**Work task**: Find all the lines in the entries below that hold the word "raft" and copy them.

'''

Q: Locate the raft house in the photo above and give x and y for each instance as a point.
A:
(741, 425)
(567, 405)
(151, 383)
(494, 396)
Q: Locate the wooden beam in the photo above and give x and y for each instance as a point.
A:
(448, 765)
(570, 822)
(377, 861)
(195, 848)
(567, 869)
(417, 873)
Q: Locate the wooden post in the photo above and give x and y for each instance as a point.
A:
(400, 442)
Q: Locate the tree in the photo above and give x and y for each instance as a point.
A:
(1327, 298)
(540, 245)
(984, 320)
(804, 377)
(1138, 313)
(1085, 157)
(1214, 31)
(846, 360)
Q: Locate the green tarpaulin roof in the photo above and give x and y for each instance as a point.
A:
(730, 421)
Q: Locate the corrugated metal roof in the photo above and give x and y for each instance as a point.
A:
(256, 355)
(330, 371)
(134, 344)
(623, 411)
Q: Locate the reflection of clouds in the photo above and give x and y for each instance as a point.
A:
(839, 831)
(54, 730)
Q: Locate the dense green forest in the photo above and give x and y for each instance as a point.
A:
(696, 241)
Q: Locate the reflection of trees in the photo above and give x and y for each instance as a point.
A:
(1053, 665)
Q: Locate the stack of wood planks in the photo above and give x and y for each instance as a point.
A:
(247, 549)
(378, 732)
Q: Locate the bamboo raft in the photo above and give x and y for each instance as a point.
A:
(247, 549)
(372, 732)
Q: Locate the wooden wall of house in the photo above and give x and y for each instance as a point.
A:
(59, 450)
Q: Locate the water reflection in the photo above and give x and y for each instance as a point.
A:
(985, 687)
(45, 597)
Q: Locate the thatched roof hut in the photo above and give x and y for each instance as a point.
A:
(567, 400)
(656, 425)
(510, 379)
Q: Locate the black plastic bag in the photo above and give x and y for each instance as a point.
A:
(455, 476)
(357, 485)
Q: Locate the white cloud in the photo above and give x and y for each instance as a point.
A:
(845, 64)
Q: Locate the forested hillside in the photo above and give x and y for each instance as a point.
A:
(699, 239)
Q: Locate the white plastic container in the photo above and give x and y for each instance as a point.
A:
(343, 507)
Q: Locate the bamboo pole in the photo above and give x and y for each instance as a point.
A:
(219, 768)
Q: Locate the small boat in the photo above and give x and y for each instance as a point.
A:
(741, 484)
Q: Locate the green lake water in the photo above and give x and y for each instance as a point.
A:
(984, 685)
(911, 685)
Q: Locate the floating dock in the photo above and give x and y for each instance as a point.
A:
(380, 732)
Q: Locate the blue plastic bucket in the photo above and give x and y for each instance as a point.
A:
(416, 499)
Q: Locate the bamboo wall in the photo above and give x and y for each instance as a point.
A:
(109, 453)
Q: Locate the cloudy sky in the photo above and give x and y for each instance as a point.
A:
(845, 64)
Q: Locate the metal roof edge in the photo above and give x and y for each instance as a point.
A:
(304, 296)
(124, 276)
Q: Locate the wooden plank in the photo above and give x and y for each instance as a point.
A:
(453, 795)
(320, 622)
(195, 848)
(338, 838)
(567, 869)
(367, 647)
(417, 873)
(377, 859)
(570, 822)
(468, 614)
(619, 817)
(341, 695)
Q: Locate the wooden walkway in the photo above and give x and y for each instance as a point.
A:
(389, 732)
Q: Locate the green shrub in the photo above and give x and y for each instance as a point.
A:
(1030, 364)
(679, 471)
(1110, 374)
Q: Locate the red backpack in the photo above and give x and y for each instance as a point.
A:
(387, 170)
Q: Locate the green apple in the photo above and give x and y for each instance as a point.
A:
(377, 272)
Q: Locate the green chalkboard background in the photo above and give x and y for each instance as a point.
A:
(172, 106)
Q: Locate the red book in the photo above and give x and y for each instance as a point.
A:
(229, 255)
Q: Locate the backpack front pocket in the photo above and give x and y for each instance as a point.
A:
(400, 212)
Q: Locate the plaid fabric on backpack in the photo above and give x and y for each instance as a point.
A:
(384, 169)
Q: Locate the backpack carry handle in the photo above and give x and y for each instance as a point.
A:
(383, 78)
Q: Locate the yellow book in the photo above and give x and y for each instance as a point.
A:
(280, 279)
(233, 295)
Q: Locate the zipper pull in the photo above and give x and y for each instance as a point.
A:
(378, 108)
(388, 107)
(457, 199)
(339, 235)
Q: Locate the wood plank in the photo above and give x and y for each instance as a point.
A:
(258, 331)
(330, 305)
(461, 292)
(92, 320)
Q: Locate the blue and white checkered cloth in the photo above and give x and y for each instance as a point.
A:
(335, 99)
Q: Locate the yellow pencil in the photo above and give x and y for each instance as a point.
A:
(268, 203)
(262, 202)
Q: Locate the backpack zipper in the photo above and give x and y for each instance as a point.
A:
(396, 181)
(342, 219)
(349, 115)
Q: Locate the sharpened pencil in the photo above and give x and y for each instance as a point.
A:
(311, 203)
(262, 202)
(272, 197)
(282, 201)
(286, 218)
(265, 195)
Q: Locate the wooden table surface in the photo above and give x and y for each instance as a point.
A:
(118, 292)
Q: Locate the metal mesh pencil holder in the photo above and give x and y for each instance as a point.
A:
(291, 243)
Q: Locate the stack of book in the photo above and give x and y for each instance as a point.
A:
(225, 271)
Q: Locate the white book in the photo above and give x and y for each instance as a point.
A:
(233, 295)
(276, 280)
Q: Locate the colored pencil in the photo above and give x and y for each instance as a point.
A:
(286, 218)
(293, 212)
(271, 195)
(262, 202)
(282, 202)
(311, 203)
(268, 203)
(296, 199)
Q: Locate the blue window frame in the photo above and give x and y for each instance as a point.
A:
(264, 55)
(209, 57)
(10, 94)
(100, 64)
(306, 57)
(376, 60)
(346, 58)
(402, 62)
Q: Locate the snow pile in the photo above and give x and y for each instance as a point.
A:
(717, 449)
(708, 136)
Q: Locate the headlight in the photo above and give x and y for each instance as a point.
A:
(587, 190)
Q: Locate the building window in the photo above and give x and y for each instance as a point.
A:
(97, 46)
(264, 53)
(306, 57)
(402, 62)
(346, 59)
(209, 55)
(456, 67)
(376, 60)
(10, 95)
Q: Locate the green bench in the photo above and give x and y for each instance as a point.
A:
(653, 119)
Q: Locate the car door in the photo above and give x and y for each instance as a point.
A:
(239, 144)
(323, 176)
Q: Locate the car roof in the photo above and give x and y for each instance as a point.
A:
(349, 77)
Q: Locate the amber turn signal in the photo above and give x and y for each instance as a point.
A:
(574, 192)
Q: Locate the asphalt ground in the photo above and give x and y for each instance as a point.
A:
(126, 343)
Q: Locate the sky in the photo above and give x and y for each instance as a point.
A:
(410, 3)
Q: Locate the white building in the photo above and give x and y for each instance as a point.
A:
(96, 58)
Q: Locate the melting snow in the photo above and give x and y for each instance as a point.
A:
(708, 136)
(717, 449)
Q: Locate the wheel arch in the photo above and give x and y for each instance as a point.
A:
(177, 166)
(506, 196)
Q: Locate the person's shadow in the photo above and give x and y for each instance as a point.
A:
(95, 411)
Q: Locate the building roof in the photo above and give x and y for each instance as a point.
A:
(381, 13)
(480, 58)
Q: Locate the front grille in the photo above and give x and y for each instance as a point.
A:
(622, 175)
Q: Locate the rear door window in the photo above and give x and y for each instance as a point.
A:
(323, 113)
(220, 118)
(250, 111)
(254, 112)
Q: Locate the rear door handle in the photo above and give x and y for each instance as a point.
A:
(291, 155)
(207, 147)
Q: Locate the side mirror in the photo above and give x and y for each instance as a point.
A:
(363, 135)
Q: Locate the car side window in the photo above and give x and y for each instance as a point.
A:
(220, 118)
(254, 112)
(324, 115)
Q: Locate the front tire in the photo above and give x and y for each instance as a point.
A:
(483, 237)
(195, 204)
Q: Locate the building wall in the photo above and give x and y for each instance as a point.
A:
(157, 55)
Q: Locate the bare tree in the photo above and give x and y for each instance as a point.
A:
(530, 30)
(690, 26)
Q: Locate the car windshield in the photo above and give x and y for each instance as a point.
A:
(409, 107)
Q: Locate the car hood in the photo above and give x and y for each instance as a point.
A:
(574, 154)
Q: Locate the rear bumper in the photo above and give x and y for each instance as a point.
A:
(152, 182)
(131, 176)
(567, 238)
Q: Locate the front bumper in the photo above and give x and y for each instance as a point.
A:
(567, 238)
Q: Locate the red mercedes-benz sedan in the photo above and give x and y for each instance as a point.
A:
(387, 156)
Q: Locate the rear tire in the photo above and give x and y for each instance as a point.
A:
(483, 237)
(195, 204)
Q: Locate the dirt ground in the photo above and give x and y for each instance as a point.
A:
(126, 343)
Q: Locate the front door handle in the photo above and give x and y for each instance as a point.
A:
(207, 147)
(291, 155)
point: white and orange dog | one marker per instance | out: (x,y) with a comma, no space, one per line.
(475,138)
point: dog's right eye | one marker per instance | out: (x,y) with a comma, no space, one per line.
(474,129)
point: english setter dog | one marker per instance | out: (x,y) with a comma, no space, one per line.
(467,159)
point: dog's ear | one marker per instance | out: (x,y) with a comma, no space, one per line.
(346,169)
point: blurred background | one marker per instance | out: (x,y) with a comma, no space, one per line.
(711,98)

'''

**Response to the exercise**:
Q: Locate the raft house in the photo above and give x and y for each instance as a point.
Q: Locate the bamboo raft in the photo above and give x and y for each instance as a point.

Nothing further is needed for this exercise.